- [EXERCISE REQUIREMENTS] Exercise in exact copying. Transcribe every entry that follows, word for word.

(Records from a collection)
########
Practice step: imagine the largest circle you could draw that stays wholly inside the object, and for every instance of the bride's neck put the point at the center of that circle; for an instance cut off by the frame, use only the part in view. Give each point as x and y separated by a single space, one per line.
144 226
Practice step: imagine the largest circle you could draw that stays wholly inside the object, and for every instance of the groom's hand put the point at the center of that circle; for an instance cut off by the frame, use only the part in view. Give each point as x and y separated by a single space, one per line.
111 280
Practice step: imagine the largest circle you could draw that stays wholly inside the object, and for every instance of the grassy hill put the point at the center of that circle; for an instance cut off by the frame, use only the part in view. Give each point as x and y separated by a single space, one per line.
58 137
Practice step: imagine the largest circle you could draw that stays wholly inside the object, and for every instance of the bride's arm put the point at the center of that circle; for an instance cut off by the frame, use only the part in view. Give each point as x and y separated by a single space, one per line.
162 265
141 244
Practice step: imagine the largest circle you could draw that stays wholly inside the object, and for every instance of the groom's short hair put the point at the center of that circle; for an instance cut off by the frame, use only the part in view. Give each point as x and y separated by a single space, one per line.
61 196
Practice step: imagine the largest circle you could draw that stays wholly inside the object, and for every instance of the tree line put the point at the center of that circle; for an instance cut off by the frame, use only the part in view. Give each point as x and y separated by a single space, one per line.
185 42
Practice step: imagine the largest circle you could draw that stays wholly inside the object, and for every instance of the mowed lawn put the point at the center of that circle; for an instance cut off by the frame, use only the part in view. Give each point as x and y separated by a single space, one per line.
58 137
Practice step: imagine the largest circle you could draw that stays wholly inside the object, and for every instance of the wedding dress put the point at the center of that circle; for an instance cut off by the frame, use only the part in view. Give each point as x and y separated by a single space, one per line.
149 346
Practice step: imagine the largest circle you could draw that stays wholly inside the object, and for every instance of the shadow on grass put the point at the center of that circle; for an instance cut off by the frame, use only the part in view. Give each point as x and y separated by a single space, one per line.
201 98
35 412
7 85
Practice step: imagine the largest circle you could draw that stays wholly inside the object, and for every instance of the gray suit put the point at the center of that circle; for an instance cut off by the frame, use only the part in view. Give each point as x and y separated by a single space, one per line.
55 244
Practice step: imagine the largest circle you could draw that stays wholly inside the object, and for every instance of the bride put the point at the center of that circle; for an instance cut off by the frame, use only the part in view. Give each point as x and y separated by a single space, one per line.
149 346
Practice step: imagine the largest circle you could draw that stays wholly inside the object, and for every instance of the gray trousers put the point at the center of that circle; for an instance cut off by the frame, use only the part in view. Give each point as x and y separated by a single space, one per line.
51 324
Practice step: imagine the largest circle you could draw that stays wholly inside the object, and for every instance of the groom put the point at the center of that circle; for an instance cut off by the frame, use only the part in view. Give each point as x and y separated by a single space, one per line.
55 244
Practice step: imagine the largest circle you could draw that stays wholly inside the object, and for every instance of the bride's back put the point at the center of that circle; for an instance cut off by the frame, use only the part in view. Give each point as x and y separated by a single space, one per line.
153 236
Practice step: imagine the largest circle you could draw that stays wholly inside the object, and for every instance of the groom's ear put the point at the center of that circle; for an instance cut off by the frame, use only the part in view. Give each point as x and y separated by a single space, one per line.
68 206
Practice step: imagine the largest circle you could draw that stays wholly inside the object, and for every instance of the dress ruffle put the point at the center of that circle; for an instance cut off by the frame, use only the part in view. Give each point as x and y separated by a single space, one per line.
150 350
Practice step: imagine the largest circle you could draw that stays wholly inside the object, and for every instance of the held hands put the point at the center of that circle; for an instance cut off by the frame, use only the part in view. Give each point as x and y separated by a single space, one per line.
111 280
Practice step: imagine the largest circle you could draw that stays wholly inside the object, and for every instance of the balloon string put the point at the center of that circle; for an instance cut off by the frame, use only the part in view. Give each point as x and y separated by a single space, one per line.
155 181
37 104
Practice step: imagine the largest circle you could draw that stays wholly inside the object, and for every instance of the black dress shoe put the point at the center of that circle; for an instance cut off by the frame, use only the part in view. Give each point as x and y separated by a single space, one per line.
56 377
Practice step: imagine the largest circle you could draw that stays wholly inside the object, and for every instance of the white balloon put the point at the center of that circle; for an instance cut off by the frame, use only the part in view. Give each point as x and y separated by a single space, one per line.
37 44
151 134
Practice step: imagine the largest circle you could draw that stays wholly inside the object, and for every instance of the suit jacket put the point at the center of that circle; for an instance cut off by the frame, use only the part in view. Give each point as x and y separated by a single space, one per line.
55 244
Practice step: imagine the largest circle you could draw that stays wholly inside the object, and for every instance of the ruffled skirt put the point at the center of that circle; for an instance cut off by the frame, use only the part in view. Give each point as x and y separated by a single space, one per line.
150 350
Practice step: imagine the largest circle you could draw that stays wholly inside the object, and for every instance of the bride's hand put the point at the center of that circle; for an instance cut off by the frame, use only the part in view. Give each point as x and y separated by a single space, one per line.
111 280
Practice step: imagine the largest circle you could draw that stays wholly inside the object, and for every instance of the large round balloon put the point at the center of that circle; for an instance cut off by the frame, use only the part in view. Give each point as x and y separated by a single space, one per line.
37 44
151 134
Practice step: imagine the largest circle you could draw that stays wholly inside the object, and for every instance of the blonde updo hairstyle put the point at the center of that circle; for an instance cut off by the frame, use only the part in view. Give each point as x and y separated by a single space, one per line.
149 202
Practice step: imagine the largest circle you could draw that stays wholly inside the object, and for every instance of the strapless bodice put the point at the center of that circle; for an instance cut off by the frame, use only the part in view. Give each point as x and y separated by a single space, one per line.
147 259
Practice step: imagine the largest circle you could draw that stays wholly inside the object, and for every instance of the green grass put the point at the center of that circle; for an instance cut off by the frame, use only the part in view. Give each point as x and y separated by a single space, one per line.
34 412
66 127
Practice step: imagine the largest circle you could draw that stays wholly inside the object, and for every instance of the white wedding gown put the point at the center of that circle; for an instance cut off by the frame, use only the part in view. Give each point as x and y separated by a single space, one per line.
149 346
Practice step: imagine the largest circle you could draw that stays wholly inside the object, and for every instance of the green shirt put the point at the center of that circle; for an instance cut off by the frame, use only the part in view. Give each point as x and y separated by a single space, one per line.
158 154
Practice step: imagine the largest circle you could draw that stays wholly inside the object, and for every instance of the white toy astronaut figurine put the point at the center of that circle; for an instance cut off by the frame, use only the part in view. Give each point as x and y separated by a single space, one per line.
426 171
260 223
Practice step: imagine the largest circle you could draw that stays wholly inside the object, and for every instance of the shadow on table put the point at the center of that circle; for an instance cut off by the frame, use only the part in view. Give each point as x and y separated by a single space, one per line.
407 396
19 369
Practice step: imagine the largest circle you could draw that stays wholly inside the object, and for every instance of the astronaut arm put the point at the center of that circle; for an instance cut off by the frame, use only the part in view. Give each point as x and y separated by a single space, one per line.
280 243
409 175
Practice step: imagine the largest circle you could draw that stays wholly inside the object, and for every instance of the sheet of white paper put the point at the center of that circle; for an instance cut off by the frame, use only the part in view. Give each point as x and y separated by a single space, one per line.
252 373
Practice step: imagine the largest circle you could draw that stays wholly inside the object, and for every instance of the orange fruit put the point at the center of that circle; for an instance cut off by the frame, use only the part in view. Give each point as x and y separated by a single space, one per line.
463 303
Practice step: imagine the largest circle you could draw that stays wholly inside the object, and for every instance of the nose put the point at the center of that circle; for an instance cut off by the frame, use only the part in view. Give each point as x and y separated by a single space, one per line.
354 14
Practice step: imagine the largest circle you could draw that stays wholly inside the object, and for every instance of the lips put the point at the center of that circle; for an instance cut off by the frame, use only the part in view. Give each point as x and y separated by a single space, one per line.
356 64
########
- [RESULT OF THE EXERCISE]
Practice step: imagine the largest circle you could draw that stays wholly inside the object, and for every instance of the bride's neck put the point at the center of that circle; for an instance cut off by the frame, use only the part in view. Give each point as x and y separated by a single space, one per line.
144 226
Practice step: imagine the largest circle you could draw that stays wholly inside the object, and for every instance of the groom's hand put the point at the center of that circle; for an instance cut off by the frame, use only the part in view. Give each point as x and y separated by a single space, one per line.
111 280
Practice step: imagine the largest circle you could draw that stays wholly inside the object, and for every instance of the grassy hill put the point at the center of that circle; for an instance cut off by the frame, use only the part in view. Give each point as x and y separated by a single space, one per line.
58 137
Practice step: imagine the largest circle you could draw that stays wholly inside the object, and for every instance of the bride's arm put the point at the center of that circle; for an instance cut off by the frame, use only the part in view. Give each point as x and y separated by a single space, one per line.
162 265
141 244
Practice step: imagine the largest circle you could draw that stays wholly inside the object, and for every instance of the groom's short hair put the point at the center of that circle; for an instance cut off by the frame, use only the part in view. Give each point as x and y separated by a single space, one per line.
61 196
Practice step: imagine the largest circle you could draw that stays wholly inside the object, and for every instance of the tree line put the point at the center of that circle; for an instance cut off by the frame, use only the part in view. Give each point as x and y separated by a single space, one per line.
185 42
Practice step: imagine the largest circle you could draw that stays wholly inside the object, and for every instance of the mowed lawn put the point at the center of that circle; for an instance cut off by the frame, use only the part in view. Give each point as x and y separated by a single space, one per line.
58 137
Practice step: imagine the largest circle you could draw that stays wholly inside the object, and for every instance of the wedding dress put the point at the center of that circle; for an instance cut off by the frame, use only the part in view. Give each point as x and y separated by a single space, one per line.
149 346
Practice step: imagine the largest circle you could draw that stays wholly inside the object, and for every instance of the shadow on grass put the point at the center of that circle; for an instance cut off by the frame, use only the part in view. Give each point as x and y separated by a single space, one per line.
201 98
35 412
7 85
Practice step: imagine the largest circle you could draw that stays wholly inside the object, and for every instance of the gray suit put the point at the center of that circle; for an instance cut off by the frame, use only the part in view. Give each point as x and y separated by a single space, one per line.
55 244
Practice step: imagine the largest circle you could draw that stays wholly inside the object, and for every instance of the bride put the point at the center of that circle; for an instance cut off by the frame, use only the part in view. Give each point as x and y separated by a single space, one per line.
149 346
Practice step: imagine the largest circle you could draw that stays wholly inside the object, and for every instance of the gray trousers put the point at the center of that circle; for an instance cut off by the frame, use only the part in view. Give each point as x and y separated by a single space, one per line.
51 324
Practice step: imagine the largest circle you could draw that stays wholly inside the object, and for every instance of the groom put the point at the center of that circle; for an instance cut off by the frame, use only the part in view. Give each point as x and y separated by a single space, one per line.
55 244
Practice step: imagine the largest circle you could draw that stays wholly inside the object, and for every instance of the bride's back put the point at the center of that circle; for an instance cut off by the frame, use only the part in view. Give each point as x and y separated by a single space, one per line.
153 236
Practice step: imagine the largest circle you could draw that stays wholly inside the object, and for every instance of the groom's ear put the point at the center of that circle; for an instance cut off by the frame, use only the part in view. Give each point as x and y separated by a single space, one per line.
68 206
Practice step: imagine the largest circle you could draw that stays wholly inside the object, and for every instance of the dress ruffle put the point at the center of that circle; for an instance cut off by the frame, use only the part in view. Give each point as x and y separated by a single space, one per line.
150 350
Practice step: imagine the largest circle you could draw that stays wholly inside the object, and for every instance of the held hands put the point at the center of that circle; for an instance cut off by the frame, use only the part in view. Give each point as x and y separated by a single space, one per line.
111 280
Practice step: imagine the largest circle you could draw that stays wholly inside the object, and for every instance of the balloon string put the point at the center of that circle; for an instance cut off by the frame, use only the part in view. Give each point as x and y separated by a single space, one per line.
155 181
37 104
Practice step: imagine the largest circle you could draw that stays wholly inside the object, and for every instance of the black dress shoe put the point at the center of that circle; for an instance cut off by the frame, use only the part in view. Give each point as x and y separated by a single space, one per line.
56 377
Practice step: imagine the largest circle you could draw that stays wholly inside the object, and for every instance of the white balloon put the point at the center of that circle; for an instance cut off by the frame, use only the part in view. Give each point as x and y separated by a single space, one per line.
37 44
151 134
Practice step: imagine the largest circle you could draw that stays wholly inside the object, and for every instance of the suit jacket put the point at the center of that circle; for an instance cut off by the frame, use only the part in view. Give each point as x and y separated by a single space, one per line.
55 244
Practice step: imagine the largest circle you could draw that stays wholly inside the object, and for every instance of the ruffled skirt put the point at the center of that circle; for an instance cut off by the frame, use only the part in view. Give each point as x and y separated by a single space, one per line.
150 350
Practice step: imagine the largest circle you could draw that stays wholly inside the object, and for every instance of the bride's hand put the point at the center of that circle; for an instance cut off by the frame, use only the part in view. Give each point as x and y separated by a single space, one per line.
111 280
Practice step: imagine the largest circle you could draw that stays wholly inside the object, and for every instance of the large round balloon put the point at the center of that circle; for an instance cut off by the frame, use only the part in view. Give each point as x and y separated by a single space, one per line.
37 44
151 134
Practice step: imagine the largest circle you could draw that stays wholly inside the object, and for every instance of the blonde updo hairstyle put the point at the center of that circle; for an instance cut off by the frame, use only the part in view. Give each point as x and y separated by a single space, one per line.
149 202
Practice step: imagine the largest circle you could draw that stays wholly inside the object, and for every instance of the strapless bodice put the point at the center of that circle; for an instance cut off by the frame, use only the part in view. Give each point as x and y separated by a single space, one per line.
147 259
Practice step: imagine the largest circle you could draw that stays wholly inside the object, and for every instance of the green grass put the point at the center of that circle; for an instance cut off by the frame, use only the part in view. Give each point as x and y separated by a single space, one per line.
34 412
66 127
Practice step: imagine the largest circle you could draw that stays wholly inside the object, and for every instance of the white wedding gown put the point at the center of that circle; for an instance cut off by the frame, use only the part in view. Give each point as x and y separated by a single space, one per line.
149 346
Practice step: imagine the largest circle you could draw that stays wholly inside the object, and for every instance of the green shirt put the point at the center of that circle; for an instance cut off by the frame, use only the part in view. Give each point as x and y separated by a single space, one per line.
158 154
Practice step: imagine the largest circle you could draw that stays wholly inside the object, and for every instance of the white toy astronaut figurine put the point at the center of that circle; for an instance cut off by the frame, use only the part in view. Give each point as x and y separated by a single space, one per line.
426 171
260 223
Practice step: imagine the largest circle you could draw that stays wholly inside the object, and for every instance of the shadow on table put the point at the center of that circle; for an instance cut off by the frame, use only the part in view. Give each point as x and y separated by a single space, one per line.
407 396
19 369
Practice step: imagine the largest circle you could draw that stays wholly inside the object, and for every instance of the astronaut arm put the point at the center of that circle; for an instance cut off by the frame, use only the part in view. Give each point as x and y separated by a single space, one per line.
280 243
409 175
Practice step: imagine the largest circle you could draw that stays wholly inside the object, and for every instance of the sheet of white paper put the point at the center of that circle; for an instance cut off by the frame, use only the part in view. Give each point as x and y separated by a single space, one per line.
252 373
Practice step: imagine the largest circle you could draw that stays wholly inside the object, and for every instance of the orange fruit put the point at the center of that circle; for an instance cut off by the frame, use only the part in view. Give each point as x and y separated by a single space, one per line.
463 303
Practice step: imagine the largest circle you could draw that stays wholly inside the object, and for every instance of the nose put the point at the center of that circle; for an instance cut off by the frame, use only the part in view. Give each point as x and y separated by a single space, one per line.
354 14
Practice step: imagine the largest circle you could draw that stays wholly inside the object, and for every instance of the lips put the point at the center of that circle; for an instance cut off by the frame, use only the part in view. Give each point as x and y separated by a single space, one per line.
356 64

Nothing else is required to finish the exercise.